GOAL OF THE EXERCISE: Filter the data below, copying out each line that contains the string "following". Case counts.

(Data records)
>>

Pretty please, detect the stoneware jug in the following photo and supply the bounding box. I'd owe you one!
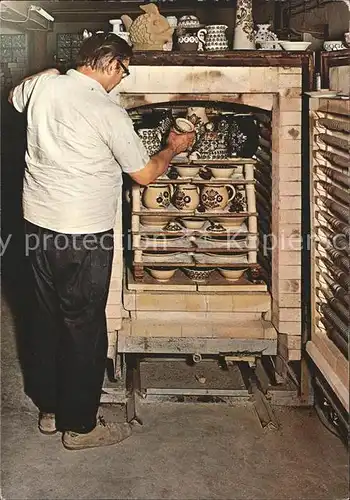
[173,184,199,210]
[200,184,236,212]
[205,24,228,51]
[233,0,255,50]
[142,184,173,210]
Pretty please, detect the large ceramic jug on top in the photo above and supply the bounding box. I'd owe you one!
[200,184,236,212]
[205,24,228,51]
[142,184,173,210]
[173,184,199,210]
[233,0,255,50]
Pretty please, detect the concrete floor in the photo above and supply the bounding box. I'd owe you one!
[1,294,348,500]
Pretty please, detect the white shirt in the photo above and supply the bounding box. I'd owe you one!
[13,69,149,234]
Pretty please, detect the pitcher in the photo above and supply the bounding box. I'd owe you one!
[142,184,173,210]
[173,184,199,210]
[201,184,236,212]
[205,24,228,51]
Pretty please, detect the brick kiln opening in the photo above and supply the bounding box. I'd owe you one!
[107,60,308,376]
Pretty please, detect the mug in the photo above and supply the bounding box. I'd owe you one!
[173,184,199,210]
[142,184,173,210]
[200,184,236,212]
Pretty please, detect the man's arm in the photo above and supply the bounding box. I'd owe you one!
[8,68,60,111]
[129,131,195,186]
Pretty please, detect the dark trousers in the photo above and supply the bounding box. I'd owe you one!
[26,222,113,433]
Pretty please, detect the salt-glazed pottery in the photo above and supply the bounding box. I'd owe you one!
[210,165,235,179]
[184,267,214,283]
[109,19,131,45]
[233,0,255,50]
[323,40,346,52]
[175,167,200,178]
[200,184,236,212]
[204,24,228,51]
[173,184,199,210]
[181,217,206,229]
[147,266,177,283]
[218,267,247,281]
[163,16,177,51]
[121,3,174,50]
[142,184,173,209]
[137,128,162,156]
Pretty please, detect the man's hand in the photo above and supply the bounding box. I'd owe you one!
[167,130,196,154]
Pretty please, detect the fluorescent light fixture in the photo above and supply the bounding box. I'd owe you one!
[29,5,55,21]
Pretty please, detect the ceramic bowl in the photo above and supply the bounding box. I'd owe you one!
[257,40,282,50]
[147,266,177,283]
[215,217,246,229]
[140,215,171,227]
[323,40,346,52]
[278,40,311,51]
[175,167,200,177]
[183,267,214,283]
[181,217,206,229]
[210,165,235,179]
[218,267,247,281]
[173,118,194,134]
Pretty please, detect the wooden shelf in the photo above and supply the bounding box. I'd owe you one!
[149,177,256,186]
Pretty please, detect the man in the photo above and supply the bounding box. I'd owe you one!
[9,33,194,449]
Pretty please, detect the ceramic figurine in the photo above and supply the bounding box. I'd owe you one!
[233,0,255,50]
[200,24,228,51]
[121,3,174,50]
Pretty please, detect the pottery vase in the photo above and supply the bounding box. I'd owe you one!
[200,184,236,212]
[173,184,199,210]
[233,0,255,50]
[142,184,173,210]
[205,24,228,51]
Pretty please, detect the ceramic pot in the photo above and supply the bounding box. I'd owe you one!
[177,28,206,52]
[200,184,236,212]
[184,267,214,283]
[204,24,228,51]
[210,165,235,179]
[173,184,199,210]
[175,167,200,177]
[137,128,162,156]
[228,115,259,158]
[233,0,255,50]
[181,217,206,229]
[142,184,173,210]
[147,266,177,283]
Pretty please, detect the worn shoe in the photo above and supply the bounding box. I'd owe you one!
[38,412,57,435]
[62,417,131,450]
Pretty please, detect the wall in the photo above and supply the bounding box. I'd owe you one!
[290,1,350,40]
[0,24,28,91]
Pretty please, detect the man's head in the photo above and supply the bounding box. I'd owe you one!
[76,33,132,92]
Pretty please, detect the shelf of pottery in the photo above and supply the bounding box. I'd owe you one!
[129,108,266,291]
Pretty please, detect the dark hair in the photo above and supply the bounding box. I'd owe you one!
[76,33,132,71]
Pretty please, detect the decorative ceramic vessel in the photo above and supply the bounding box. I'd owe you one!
[137,128,162,156]
[121,3,174,50]
[183,267,214,283]
[323,40,346,52]
[181,217,206,229]
[210,165,235,179]
[218,267,247,281]
[163,16,177,51]
[147,266,177,283]
[175,167,200,178]
[200,24,228,51]
[200,184,236,212]
[278,40,311,52]
[173,184,199,210]
[233,0,255,50]
[142,184,173,210]
[177,28,206,52]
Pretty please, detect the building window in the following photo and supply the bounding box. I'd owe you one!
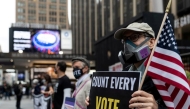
[38,10,46,15]
[17,2,25,7]
[28,16,36,21]
[28,3,36,8]
[49,11,57,16]
[51,0,57,3]
[39,4,46,8]
[39,0,46,2]
[59,12,66,16]
[39,16,46,21]
[59,6,66,11]
[17,15,25,20]
[49,17,57,22]
[59,18,66,23]
[17,8,25,13]
[28,9,36,14]
[49,5,57,9]
[59,0,66,3]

<<

RESULT:
Pretty please, detect the stoneware jug in the following photo and supply the bounding box. I'd owe you one!
Pretty please, detect the building window in the following photo and supply the bounding box. I'd owe you one!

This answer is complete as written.